## WORK INSTRUCTIONS
Rewrite the part of the interview excerpt below starting with "Fanning laughs again, and" and going on through "silent for a bit.", replacing "cup of coffee" with "cup of tea".

## SOURCE

----

He laughs again. “So, things like that. But also looking at that in the wider sense, how are things like, even on a personal basis especially, Powderfinger breaking up, how that has impacted on me and other people around me, stuff like that.”

“I don’t really want to be drilling down into the detail of what the songs are about, because I don’t really like doing that,” he then says, changing position on the day bed. “I want people to have their own discovery of songs, they have that thing where they… it’s what I do, put myself in the position of the author, pretty much all the time, when I’m listening to music.

“If I can really relate to it, then I can sing that song with a real kind of verve, it resonates with me. Otherwise, it doesn’t really impact… I like people having the opportunity to do that themselves, without it being all explained and spelt out to them. I mean, you don’t really need to do it anyway.”

“The future's suffocating on an echo from the past.” A line from ‘Belly Of The Beast’, the final song on Civil Dusk. One could interpret that in myriad different ways. It’s a strong line though, one of the strongest on the album. It sums up the civil dusk, the decisions and resulting consequence. It’s powerful.

Fanning laughs again, and I sip from my cup of coffee which is cold now, and light a cigarette, moving over to a sunny patch on the grass. We both look out over the ocean and we’re silent for a bit.

----

## DATA EXCERPTS
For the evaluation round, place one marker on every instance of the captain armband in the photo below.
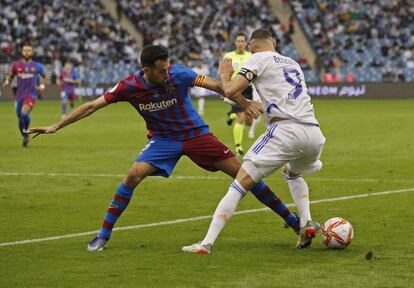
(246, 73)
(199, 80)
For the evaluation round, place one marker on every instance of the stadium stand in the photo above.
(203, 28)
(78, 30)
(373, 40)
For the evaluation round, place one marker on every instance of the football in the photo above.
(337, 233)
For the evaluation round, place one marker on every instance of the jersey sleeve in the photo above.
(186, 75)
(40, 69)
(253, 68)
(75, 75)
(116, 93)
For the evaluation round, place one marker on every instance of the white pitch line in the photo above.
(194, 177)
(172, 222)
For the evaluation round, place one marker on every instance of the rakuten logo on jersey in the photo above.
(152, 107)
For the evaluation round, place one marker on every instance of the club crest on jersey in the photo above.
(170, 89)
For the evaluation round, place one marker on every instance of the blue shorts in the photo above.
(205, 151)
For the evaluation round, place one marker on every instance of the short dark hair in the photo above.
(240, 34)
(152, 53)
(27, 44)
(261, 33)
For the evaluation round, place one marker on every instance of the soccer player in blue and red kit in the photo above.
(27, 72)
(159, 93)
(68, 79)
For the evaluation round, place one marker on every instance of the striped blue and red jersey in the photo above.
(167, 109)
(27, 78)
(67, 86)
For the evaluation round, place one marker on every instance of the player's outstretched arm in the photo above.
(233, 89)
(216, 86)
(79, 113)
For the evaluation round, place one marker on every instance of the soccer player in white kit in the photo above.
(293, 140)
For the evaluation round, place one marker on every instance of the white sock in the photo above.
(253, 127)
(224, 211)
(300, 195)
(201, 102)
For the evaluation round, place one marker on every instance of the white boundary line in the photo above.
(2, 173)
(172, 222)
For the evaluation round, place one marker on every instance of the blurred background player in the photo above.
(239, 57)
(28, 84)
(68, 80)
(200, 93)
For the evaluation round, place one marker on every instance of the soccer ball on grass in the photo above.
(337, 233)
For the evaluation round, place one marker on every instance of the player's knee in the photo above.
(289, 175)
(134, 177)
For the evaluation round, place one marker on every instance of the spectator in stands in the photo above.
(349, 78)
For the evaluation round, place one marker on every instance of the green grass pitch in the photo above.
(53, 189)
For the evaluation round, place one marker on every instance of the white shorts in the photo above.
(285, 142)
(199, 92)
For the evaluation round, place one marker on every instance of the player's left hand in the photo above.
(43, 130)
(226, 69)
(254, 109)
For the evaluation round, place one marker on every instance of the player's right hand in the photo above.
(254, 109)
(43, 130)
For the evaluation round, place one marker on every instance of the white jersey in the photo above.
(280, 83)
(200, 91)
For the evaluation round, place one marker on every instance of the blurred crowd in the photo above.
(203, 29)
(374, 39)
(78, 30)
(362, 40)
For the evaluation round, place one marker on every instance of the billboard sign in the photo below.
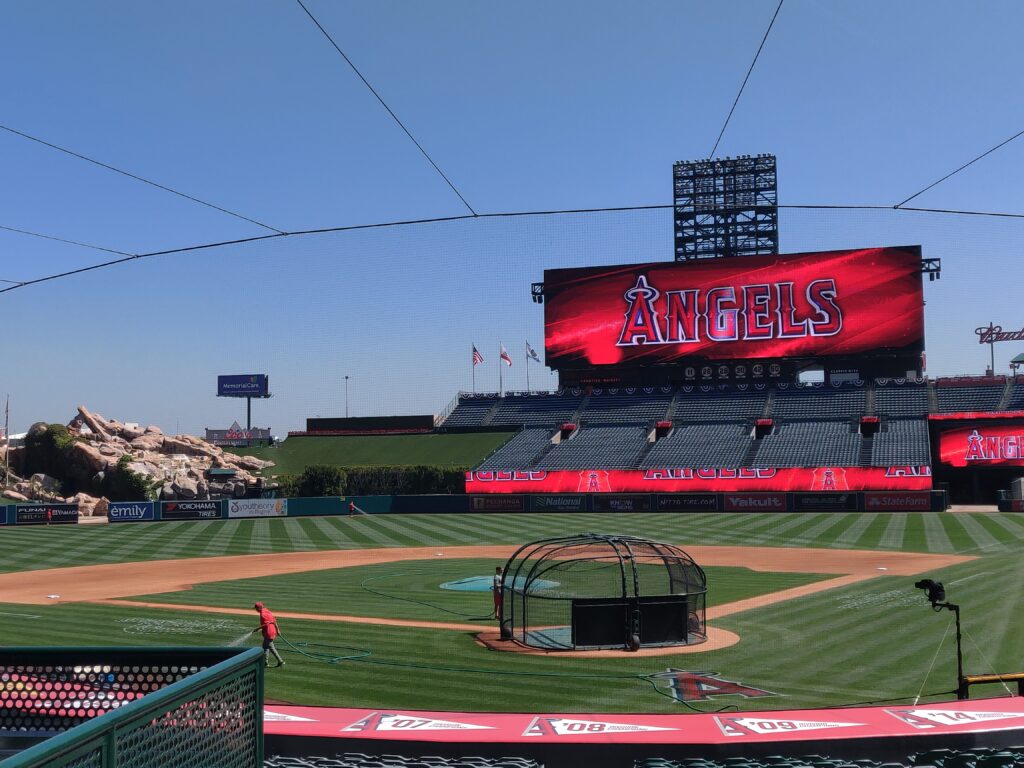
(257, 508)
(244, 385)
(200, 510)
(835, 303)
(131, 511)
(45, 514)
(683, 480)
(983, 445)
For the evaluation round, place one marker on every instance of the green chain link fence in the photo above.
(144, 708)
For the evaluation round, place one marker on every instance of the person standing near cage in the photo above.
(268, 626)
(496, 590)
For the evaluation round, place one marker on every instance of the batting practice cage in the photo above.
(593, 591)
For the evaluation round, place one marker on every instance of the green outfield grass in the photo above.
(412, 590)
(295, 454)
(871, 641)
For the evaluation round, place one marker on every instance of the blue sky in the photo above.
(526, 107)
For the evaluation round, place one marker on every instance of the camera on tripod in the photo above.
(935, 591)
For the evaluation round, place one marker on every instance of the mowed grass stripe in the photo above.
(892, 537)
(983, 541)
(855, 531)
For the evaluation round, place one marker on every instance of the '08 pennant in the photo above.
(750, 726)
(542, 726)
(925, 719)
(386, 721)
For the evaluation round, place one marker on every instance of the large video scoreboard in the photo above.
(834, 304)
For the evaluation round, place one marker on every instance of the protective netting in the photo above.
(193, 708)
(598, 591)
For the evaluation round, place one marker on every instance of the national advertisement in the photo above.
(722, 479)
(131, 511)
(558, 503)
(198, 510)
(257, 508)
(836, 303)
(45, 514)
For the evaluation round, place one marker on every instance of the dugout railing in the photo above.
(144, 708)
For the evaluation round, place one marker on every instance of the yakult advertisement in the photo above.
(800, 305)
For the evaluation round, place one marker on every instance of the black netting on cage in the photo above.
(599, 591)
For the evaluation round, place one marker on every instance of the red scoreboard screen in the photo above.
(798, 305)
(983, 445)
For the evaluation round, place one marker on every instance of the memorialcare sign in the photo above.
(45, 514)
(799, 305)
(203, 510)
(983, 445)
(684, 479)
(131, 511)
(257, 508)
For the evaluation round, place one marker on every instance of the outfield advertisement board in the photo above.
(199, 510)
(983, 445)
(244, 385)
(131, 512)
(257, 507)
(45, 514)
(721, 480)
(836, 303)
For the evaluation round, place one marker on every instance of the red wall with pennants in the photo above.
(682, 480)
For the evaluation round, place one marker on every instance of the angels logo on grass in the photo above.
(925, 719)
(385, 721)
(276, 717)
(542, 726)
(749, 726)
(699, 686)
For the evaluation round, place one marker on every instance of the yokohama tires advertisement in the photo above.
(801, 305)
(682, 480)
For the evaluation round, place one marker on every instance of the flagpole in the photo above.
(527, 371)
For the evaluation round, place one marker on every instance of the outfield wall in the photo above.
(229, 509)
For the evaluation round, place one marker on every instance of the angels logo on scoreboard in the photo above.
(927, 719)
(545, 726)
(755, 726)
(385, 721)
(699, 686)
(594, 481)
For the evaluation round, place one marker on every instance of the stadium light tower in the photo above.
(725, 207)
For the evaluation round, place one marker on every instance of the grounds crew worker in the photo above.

----

## EXERCISE RESPONSE
Fanning laughs again, and I sip from my cup of tea which is cold now, and light a cigarette, moving over to a sunny patch on the grass. We both look out over the ocean and we’re silent for a bit.